Apakah Daging Kurban Boleh Diperjualbelikan dalam Islam? Simak Penjelasan Hukumnya

1 day ago 4

Liputan6.com, Jakarta Dalam konteks pelaksanaan ibadah kurban, muncul berbagai pertanyaan yang berkaitan dengan tata cara dan aturan terkait daging hasil penyembelihan. Salah satu pertanyaan yang cukup sering dibahas adalah apakah daging kurban boleh diperjualbelikan atau tidak. Memahami hal ini sangat penting, agar ibadah yang dilakukan tetap sesuai dengan prinsip dan nilai agama.

Banyak yang bertanya-tanya mengenai status hukum jual beli daging dari hewan kurban. Menjawab pertanyaan apakah daging kurban boleh diperjualbelikan, para ulama menyatakan bahwa daging tersebut sebaiknya tidak dijual karena tujuan utama kurban adalah untuk berbagi dan menolong sesama, terutama mereka yang membutuhkan.

Penting untuk mengetahui dan memahami jawaban atas pertanyaan apakah daging kurban boleh diperjualbelikan, agar pelaksanaan ibadah berjalan sesuai dengan syariat. Daging kurban sejatinya merupakan bentuk pengorbanan yang diharapkan membawa manfaat sosial dan spiritual bagi banyak orang, bukan sebagai ladang bisnis. Oleh karena itu, menjaga niat serta tujuan utama dari ibadah ini menjadi hal yang harus diperhatikan oleh setiap pelaksanaan kurban.

Apakah daging kurban boleh diperjualbelikan? Berikut ini penjelasan lengkap yang Liputan6.com rangkum dari berbagai sumber, Jumat (30/5/2025).

* _DAFTAR CATATAN_:
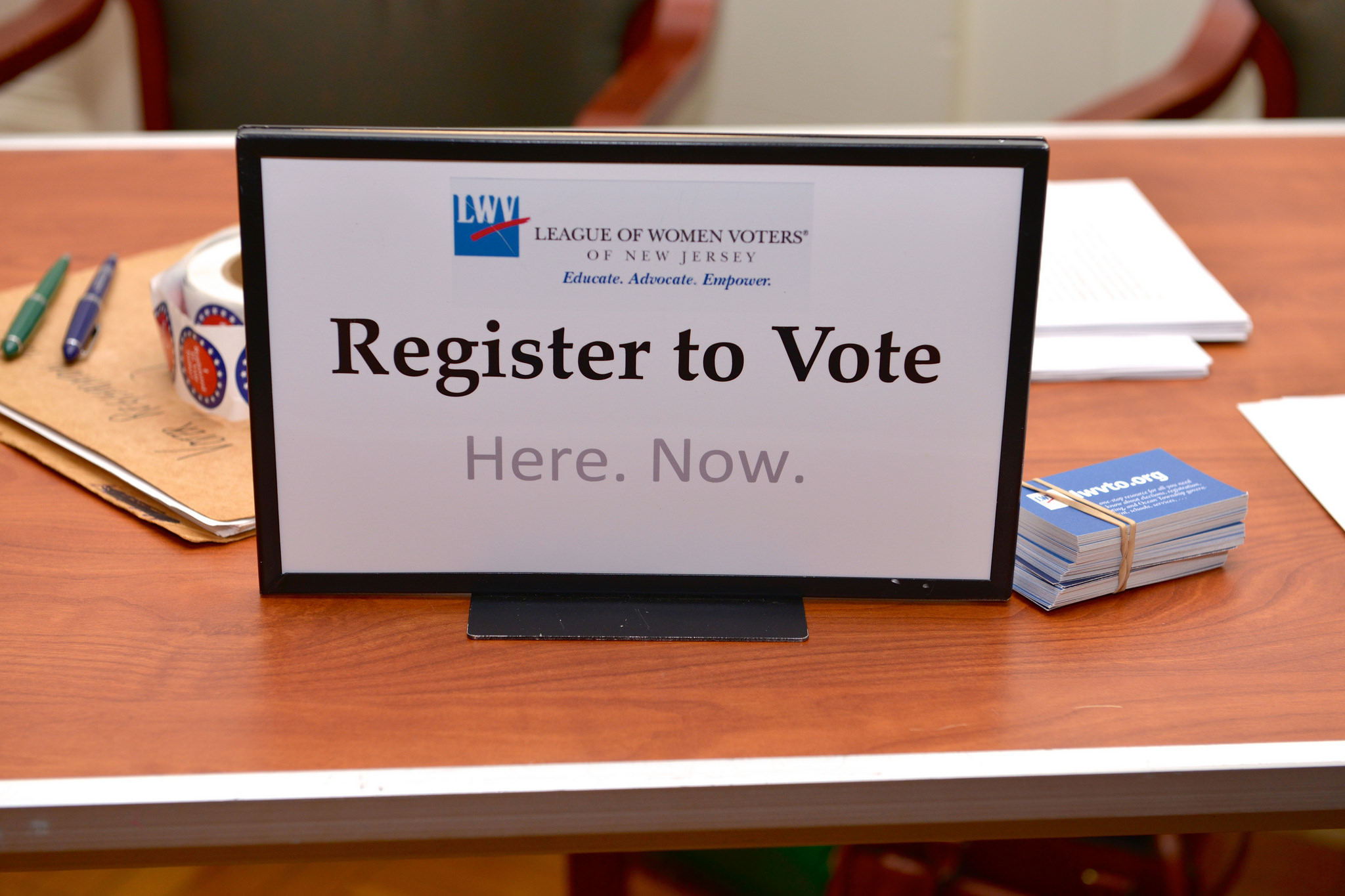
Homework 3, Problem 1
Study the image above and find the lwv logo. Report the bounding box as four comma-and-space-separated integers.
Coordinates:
453, 194, 531, 258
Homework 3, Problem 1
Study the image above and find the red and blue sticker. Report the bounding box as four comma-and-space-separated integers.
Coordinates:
196, 305, 244, 326
155, 302, 176, 376
177, 326, 229, 407
234, 348, 252, 404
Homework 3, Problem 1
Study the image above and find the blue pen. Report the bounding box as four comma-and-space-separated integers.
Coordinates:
60, 253, 117, 364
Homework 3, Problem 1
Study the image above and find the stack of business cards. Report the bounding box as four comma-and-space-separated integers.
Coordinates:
1013, 449, 1246, 610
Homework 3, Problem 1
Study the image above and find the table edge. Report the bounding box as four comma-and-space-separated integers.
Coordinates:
8, 118, 1345, 152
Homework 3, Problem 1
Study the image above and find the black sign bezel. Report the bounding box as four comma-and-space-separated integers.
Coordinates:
236, 126, 1049, 601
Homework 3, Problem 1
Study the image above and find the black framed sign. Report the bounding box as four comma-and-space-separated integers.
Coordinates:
238, 127, 1047, 618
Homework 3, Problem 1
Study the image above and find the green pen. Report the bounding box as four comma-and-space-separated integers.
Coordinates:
4, 253, 70, 360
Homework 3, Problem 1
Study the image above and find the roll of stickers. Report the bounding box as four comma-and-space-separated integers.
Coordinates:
149, 227, 248, 421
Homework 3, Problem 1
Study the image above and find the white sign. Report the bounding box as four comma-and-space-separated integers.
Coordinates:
262, 158, 1022, 579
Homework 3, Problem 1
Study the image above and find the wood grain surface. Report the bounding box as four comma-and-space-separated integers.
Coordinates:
0, 139, 1345, 778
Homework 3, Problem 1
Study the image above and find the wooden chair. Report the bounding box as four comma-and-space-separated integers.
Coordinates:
0, 0, 718, 131
1064, 0, 1299, 121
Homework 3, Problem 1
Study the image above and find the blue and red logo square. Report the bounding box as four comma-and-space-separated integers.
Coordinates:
453, 194, 531, 258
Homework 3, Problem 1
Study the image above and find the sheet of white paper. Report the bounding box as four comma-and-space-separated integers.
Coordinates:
1037, 179, 1251, 341
1237, 395, 1345, 528
1032, 335, 1210, 383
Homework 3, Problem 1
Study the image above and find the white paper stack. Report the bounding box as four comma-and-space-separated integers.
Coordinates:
1032, 333, 1210, 383
1032, 179, 1252, 380
1237, 395, 1345, 528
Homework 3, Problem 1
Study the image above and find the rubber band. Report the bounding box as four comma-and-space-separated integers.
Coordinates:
1022, 479, 1138, 594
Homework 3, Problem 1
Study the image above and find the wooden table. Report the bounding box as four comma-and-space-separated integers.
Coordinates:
0, 126, 1345, 868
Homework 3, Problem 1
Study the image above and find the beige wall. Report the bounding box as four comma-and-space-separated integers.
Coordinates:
676, 0, 1259, 125
0, 0, 140, 132
0, 0, 1259, 132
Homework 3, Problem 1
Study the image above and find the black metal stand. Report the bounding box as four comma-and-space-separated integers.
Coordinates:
467, 594, 808, 641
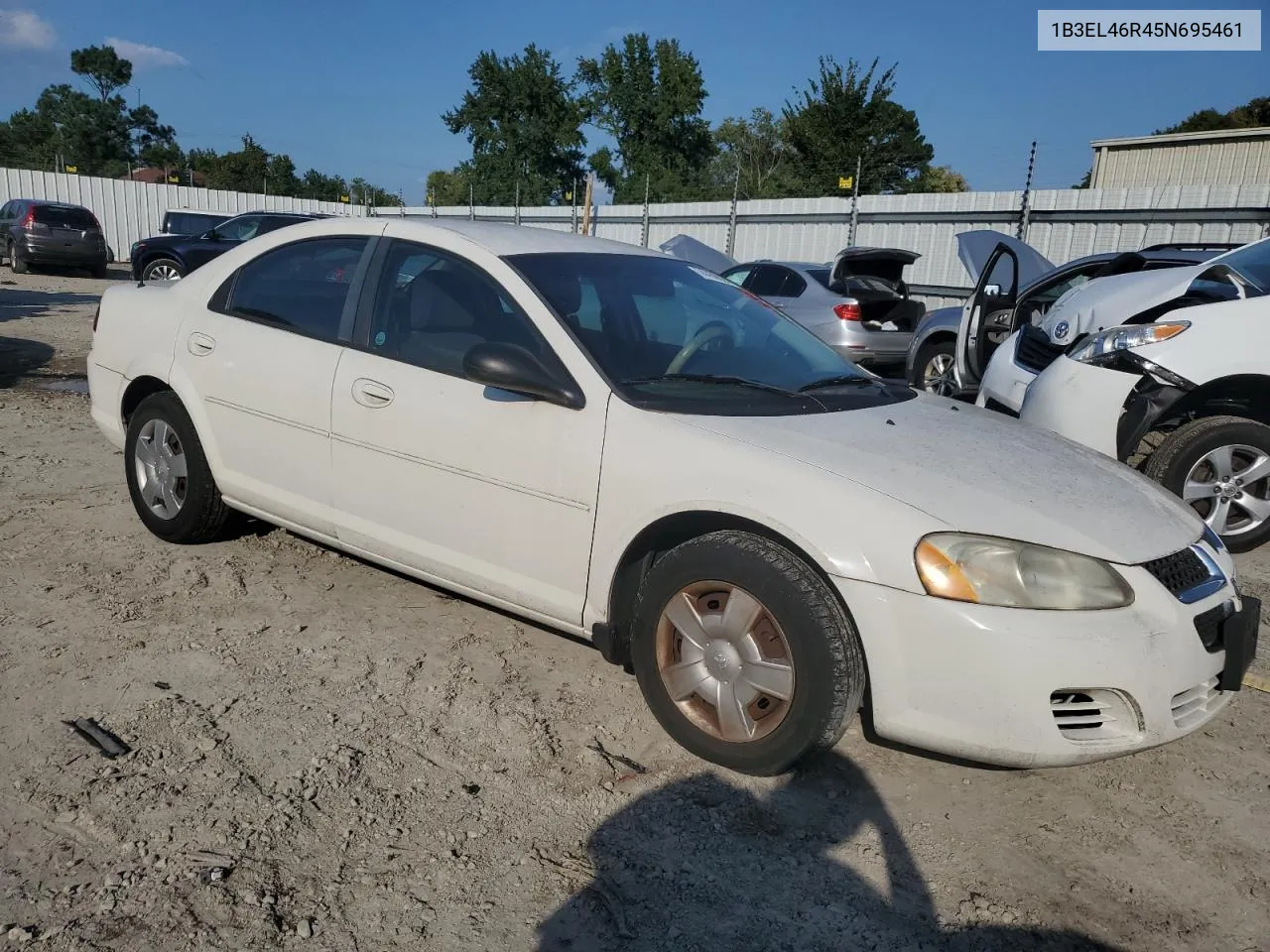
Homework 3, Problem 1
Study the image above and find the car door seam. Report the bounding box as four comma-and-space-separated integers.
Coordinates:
203, 396, 329, 436
330, 431, 591, 513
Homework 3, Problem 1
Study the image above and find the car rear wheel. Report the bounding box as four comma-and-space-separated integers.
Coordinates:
631, 531, 865, 775
141, 258, 186, 281
123, 391, 230, 544
1146, 416, 1270, 552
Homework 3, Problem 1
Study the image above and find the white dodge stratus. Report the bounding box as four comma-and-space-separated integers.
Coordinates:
89, 218, 1258, 774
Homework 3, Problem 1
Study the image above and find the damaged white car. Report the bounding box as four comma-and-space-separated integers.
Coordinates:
1020, 239, 1270, 552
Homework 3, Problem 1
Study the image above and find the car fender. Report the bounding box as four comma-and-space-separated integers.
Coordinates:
583, 398, 949, 627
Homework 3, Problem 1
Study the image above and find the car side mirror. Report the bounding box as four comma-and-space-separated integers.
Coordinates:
463, 343, 586, 410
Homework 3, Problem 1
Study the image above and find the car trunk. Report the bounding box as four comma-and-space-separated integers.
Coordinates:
828, 248, 926, 334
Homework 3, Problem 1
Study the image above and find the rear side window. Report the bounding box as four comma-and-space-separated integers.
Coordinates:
36, 204, 101, 231
223, 236, 369, 341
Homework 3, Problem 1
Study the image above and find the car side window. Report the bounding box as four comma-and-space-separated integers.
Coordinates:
216, 214, 260, 241
223, 236, 369, 341
367, 241, 553, 377
745, 264, 790, 298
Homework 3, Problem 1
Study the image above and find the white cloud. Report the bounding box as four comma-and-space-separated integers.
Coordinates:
0, 10, 58, 50
105, 37, 190, 69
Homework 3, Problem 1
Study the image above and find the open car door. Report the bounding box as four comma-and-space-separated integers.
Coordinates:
956, 231, 1054, 387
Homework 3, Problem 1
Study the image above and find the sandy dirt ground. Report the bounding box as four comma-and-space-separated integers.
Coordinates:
0, 269, 1270, 952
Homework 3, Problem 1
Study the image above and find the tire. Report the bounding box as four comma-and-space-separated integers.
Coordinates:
631, 531, 866, 776
1144, 416, 1270, 552
123, 391, 231, 544
141, 258, 186, 281
908, 339, 957, 398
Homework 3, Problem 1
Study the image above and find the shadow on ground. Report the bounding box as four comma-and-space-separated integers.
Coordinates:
0, 336, 54, 389
0, 287, 101, 323
539, 754, 1111, 952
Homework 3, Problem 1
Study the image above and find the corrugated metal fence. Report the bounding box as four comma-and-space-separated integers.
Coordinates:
0, 169, 1270, 305
0, 169, 364, 260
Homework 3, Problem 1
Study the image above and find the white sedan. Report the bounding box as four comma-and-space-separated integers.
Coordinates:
89, 218, 1257, 774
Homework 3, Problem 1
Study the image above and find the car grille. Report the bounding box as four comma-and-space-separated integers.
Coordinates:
1049, 688, 1140, 743
1171, 678, 1230, 730
1015, 325, 1067, 373
1142, 548, 1210, 597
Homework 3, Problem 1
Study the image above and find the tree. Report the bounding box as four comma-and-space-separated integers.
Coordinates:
441, 44, 585, 204
71, 46, 132, 103
784, 58, 935, 195
913, 165, 970, 191
710, 108, 798, 199
577, 33, 715, 202
1155, 96, 1270, 136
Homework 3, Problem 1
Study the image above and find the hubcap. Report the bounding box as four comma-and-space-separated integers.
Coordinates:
922, 354, 956, 396
132, 418, 188, 520
657, 581, 794, 743
1183, 444, 1270, 536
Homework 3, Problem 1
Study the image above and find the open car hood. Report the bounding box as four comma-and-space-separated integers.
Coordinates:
955, 228, 1054, 291
829, 248, 922, 282
658, 235, 736, 274
1040, 262, 1212, 344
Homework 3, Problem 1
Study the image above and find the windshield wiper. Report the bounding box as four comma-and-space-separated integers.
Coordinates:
622, 373, 798, 396
798, 373, 874, 394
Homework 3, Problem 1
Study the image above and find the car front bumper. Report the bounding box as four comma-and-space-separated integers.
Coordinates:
835, 563, 1260, 768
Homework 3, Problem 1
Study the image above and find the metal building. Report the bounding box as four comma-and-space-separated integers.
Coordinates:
1089, 126, 1270, 187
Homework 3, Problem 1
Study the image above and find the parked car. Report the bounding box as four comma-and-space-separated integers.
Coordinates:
1021, 239, 1270, 552
0, 198, 110, 278
722, 248, 926, 368
904, 237, 1237, 409
87, 218, 1260, 774
159, 208, 234, 235
128, 212, 322, 281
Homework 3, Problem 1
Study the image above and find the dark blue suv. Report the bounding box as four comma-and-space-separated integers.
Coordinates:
128, 212, 330, 281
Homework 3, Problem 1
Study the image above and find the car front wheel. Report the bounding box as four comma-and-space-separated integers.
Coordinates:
631, 531, 865, 775
141, 258, 186, 281
1146, 416, 1270, 552
909, 340, 957, 398
123, 391, 230, 543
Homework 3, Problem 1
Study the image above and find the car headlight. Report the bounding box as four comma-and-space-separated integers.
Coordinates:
1067, 321, 1190, 363
915, 532, 1133, 611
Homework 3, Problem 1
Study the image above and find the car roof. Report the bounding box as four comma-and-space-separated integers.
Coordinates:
384, 216, 671, 258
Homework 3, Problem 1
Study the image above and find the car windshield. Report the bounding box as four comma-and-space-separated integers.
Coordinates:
507, 253, 894, 413
1212, 239, 1270, 295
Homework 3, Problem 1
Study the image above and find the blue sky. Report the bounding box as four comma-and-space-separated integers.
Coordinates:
0, 0, 1270, 198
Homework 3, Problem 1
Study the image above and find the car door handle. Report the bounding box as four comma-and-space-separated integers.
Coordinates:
353, 377, 394, 410
188, 332, 216, 357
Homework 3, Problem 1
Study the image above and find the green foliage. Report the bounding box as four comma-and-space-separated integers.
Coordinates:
784, 58, 935, 195
442, 44, 584, 204
0, 46, 399, 205
71, 46, 132, 103
1153, 96, 1270, 136
577, 33, 715, 203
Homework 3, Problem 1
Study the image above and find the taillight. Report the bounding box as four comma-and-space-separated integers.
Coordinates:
833, 299, 862, 321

* _DAFTAR TUGAS_:
1. Menurut artikel tentang jual beli daging kurban, apa tujuan utama kurban yang disebutkan para ulama?
2. Tulis ulang hanya catatan mulai dari awal catatan hingga baris yang memuat "0, 139, 1345, 778", termasuk kedua ujungnya, dengan mengganti "image" menjadi "picture" tanpa mengubah bagian lain. Mohon jangan sertakan gambarnya.
Artikel dan catatan di atas diambil dari sumber yang berbeda.

* _JAWABAN_:
1. Tujuan utamanya adalah berbagi dan menolong sesama, terutama mereka yang membutuhkan.

2.
Homework 3, Problem 1
Study the picture above and find the lwv logo. Report the bounding box as four comma-and-space-separated integers.
Coordinates:
453, 194, 531, 258
Homework 3, Problem 1
Study the picture above and find the red and blue sticker. Report the bounding box as four comma-and-space-separated integers.
Coordinates:
196, 305, 244, 326
155, 302, 176, 376
177, 326, 229, 407
234, 348, 252, 404
Homework 3, Problem 1
Study the picture above and find the blue pen. Report the bounding box as four comma-and-space-separated integers.
Coordinates:
60, 253, 117, 364
Homework 3, Problem 1
Study the picture above and find the stack of business cards. Report the bounding box as four comma-and-space-separated integers.
Coordinates:
1013, 449, 1246, 610
Homework 3, Problem 1
Study the picture above and find the table edge. Report the bounding box as four comma-and-space-separated integers.
Coordinates:
8, 118, 1345, 152
Homework 3, Problem 1
Study the picture above and find the black sign bezel. Report the bounding box as four comma-and-space-separated integers.
Coordinates:
236, 126, 1049, 601
Homework 3, Problem 1
Study the picture above and find the black framed sign. Report the bounding box as four comma-and-space-separated integers.
Coordinates:
238, 127, 1047, 618
Homework 3, Problem 1
Study the picture above and find the green pen. Report the bounding box as four comma-and-space-separated integers.
Coordinates:
4, 253, 70, 360
Homework 3, Problem 1
Study the picture above and find the roll of stickers. Report the bounding box as four comma-and-space-separated integers.
Coordinates:
149, 227, 248, 421
Homework 3, Problem 1
Study the picture above and find the white sign. Report the bounding box as four comma-and-space-separated integers.
Coordinates:
262, 158, 1022, 579
Homework 3, Problem 1
Study the picture above and find the wood grain surface. Report the bounding box as four comma-and-space-separated integers.
Coordinates:
0, 139, 1345, 778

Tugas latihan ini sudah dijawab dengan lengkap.